_DATASET EXTRACT_.
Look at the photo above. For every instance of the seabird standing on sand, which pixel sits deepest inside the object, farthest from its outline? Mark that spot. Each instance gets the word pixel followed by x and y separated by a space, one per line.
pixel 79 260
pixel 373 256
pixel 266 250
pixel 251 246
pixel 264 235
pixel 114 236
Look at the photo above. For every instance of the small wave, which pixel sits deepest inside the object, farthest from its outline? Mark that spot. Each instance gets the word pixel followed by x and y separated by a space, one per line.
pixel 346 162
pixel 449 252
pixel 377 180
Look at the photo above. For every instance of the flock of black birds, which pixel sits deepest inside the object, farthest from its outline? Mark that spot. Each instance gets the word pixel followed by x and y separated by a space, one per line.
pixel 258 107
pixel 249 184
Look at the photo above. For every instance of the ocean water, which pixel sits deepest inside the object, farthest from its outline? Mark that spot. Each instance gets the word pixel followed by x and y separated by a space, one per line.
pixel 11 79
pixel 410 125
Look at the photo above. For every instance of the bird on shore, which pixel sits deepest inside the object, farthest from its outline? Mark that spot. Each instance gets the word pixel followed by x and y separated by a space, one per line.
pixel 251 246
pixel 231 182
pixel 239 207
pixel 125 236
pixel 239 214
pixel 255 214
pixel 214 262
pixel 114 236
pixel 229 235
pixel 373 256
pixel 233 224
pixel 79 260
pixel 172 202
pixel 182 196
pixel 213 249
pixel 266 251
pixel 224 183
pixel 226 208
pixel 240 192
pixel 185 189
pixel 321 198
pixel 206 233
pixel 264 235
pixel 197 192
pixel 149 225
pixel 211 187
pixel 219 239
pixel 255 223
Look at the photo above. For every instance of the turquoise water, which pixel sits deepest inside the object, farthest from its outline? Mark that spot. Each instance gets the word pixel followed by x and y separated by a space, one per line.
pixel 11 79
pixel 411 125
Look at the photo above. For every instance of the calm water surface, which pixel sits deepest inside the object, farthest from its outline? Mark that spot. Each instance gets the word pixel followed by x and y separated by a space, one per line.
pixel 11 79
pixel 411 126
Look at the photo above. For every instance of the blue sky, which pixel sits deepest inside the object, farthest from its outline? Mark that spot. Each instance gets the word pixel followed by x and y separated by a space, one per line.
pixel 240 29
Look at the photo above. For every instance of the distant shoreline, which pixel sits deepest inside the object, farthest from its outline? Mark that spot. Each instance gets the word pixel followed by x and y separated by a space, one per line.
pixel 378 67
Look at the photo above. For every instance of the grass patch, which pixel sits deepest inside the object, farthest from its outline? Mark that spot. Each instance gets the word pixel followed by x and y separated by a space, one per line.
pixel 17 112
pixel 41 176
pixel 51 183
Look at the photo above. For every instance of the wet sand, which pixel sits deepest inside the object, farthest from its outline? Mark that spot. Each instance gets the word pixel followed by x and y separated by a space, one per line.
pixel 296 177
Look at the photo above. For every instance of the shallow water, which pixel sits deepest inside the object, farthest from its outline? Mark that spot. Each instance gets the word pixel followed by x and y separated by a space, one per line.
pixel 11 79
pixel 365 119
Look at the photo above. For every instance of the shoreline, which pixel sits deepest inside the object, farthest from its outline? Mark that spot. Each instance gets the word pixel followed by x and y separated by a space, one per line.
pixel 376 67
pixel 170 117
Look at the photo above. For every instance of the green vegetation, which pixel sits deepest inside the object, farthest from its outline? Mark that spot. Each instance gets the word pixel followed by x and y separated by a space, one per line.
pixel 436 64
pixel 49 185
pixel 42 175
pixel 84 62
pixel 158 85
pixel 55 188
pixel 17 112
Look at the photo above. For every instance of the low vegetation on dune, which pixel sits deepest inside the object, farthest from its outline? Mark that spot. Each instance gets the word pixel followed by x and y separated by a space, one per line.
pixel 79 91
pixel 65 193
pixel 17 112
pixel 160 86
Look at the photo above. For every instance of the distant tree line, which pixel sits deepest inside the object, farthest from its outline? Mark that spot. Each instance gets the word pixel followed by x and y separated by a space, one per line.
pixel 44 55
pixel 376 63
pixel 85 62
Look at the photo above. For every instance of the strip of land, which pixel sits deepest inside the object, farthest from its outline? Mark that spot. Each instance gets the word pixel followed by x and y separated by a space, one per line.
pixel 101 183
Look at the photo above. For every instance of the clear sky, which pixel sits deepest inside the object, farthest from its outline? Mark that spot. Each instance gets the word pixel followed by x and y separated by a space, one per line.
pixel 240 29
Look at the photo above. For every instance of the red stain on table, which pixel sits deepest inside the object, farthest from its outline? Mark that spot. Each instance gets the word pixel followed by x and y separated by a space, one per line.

_WHAT YOU NEED TO DO_. Rewrite all of the records above as a JSON list of strings, with each line as its own string and blank lines left out.

_THE COMPLETED TASK_.
[
  "Look at the photo above. For every instance of the seabird standing on sand, which pixel sits deepest inside the object, farthest from its outline? Mark that spot. Each instance gets the word pixel followed by x and y separated by a space, one per line.",
  "pixel 79 260",
  "pixel 373 256",
  "pixel 266 250",
  "pixel 251 246",
  "pixel 264 235",
  "pixel 114 236",
  "Look at the photo above. For every instance of the small wave, which pixel sits deepest inside the object, farthest from its outline? Mark that spot. Each instance gets the word pixel followed by x and y separated by a space, one per line.",
  "pixel 346 162",
  "pixel 449 252",
  "pixel 377 180",
  "Look at the photo above. For every instance of the flock of black birds, which pixel sits deepest inside the object, farthest from its outline? Mark that spot. Each instance gets the word pixel followed by x and y separated by a space, one per line.",
  "pixel 258 107",
  "pixel 249 184",
  "Look at the photo above. For every instance of the ocean water, which pixel sits deepest inside the object, farthest from its outline? Mark that spot. Each instance gets the word pixel followed by x and y separated by a space, one per line.",
  "pixel 11 79",
  "pixel 410 125",
  "Look at the photo above. For every instance of the bird on shore, which pixel sits deepest inside the object, farthest from its outline? Mark that spot. Each instance gets the word pixel followed by x and y separated by a space, one per line.",
  "pixel 251 246",
  "pixel 231 182",
  "pixel 239 207",
  "pixel 125 236",
  "pixel 239 214",
  "pixel 255 214",
  "pixel 214 262",
  "pixel 114 236",
  "pixel 229 235",
  "pixel 373 256",
  "pixel 233 224",
  "pixel 79 260",
  "pixel 172 202",
  "pixel 182 196",
  "pixel 213 249",
  "pixel 266 251",
  "pixel 224 183",
  "pixel 226 208",
  "pixel 240 192",
  "pixel 185 189",
  "pixel 321 198",
  "pixel 206 233",
  "pixel 264 235",
  "pixel 197 192",
  "pixel 149 225",
  "pixel 211 187",
  "pixel 219 239",
  "pixel 255 223",
  "Look at the photo above. For every instance of the turquoise water, which pixel sits deepest inside the object, farthest from its outline? Mark that spot. Each instance gets the word pixel followed by x and y separated by a space, one per line.",
  "pixel 11 79",
  "pixel 411 125",
  "Look at the photo above. For every instance of the calm water surface, which pixel sits deepest inside the object, farthest from its outline? Mark that spot. Each instance gets the word pixel followed by x and y separated by a space, one per line.",
  "pixel 11 79",
  "pixel 411 126",
  "Look at the photo above. For every instance of the blue sky, which pixel sits deepest inside the object, farthest from its outline? Mark that spot. Each instance gets the word pixel followed by x and y separated by a space, one per line.",
  "pixel 240 29",
  "Look at the photo above. For every instance of the distant shoreline, which pixel sits deepest inside the object, farthest from its outline? Mark that spot. Each instance gets the word pixel followed by x and y separated by a space, one per line.",
  "pixel 378 67",
  "Look at the photo above. For every instance of the grass patch, which pixel sits deepest inside the object, farthest from its outline? Mark that spot. Each instance gets the word pixel followed by x and y separated by a space, one per line.",
  "pixel 17 112",
  "pixel 41 176",
  "pixel 51 183",
  "Look at the photo above. For every instance of the wet sand, which pixel sits deepest inside the object, farthest from its outline? Mark that spot. Each instance gets the word pixel followed by x and y separated by a space, one per line.",
  "pixel 296 177",
  "Look at the photo above. For every instance of the shallow water, which pixel sits deepest inside the object, farthest from its outline? Mark that spot. Each instance gets the word pixel followed by x and y separated by a space, one per line.",
  "pixel 11 79",
  "pixel 365 119",
  "Look at the photo above. For every instance of the shoreline, which pixel sits deepest inside the object, farthest from its outline? Mark that spot. Each instance gets the word pixel followed by x and y separated by a space, one per line.",
  "pixel 376 67",
  "pixel 170 117",
  "Look at the photo above. For every instance of the green vegetation, which pixel sits deepest inside the object, farthest from its outline? Mark that spot. Each instance gets the word pixel followed by x and y separated by a space, one per line.",
  "pixel 436 64",
  "pixel 49 185",
  "pixel 42 175",
  "pixel 84 62",
  "pixel 158 85",
  "pixel 55 188",
  "pixel 17 112",
  "Look at the photo above. For every instance of the low vegetation on dune, which pixel sits deepest inside the object, farthest from its outline? Mark that spot. Each instance gets the word pixel followed by x and y separated by a space, one per line.",
  "pixel 79 91",
  "pixel 65 193",
  "pixel 17 112",
  "pixel 160 86",
  "Look at the photo above. For every instance of the distant tree line, which pixel sits deepest inside the object, farthest from its outline? Mark that spot. Each instance gets the word pixel followed by x and y separated by a space, one per line.",
  "pixel 44 55",
  "pixel 376 63",
  "pixel 85 62",
  "Look at the photo above. For every instance of the strip of land, which pixel sits deepest inside the object, farthest from its outline? Mark that spot. Each instance gets the word pixel followed by x and y separated by a space, one per line.",
  "pixel 101 183",
  "Look at the photo above. For every instance of the clear sky, which pixel sits deepest inside the object, farthest from its outline? Mark that spot. Each instance gets the word pixel followed by x and y separated by a space, one per line.",
  "pixel 240 29",
  "Look at the photo above. For every instance of the red stain on table, which pixel sits deepest inside the object, farthest from its outline? Mark that spot. Each instance gets the word pixel followed by x and y separated by a space, one per line."
]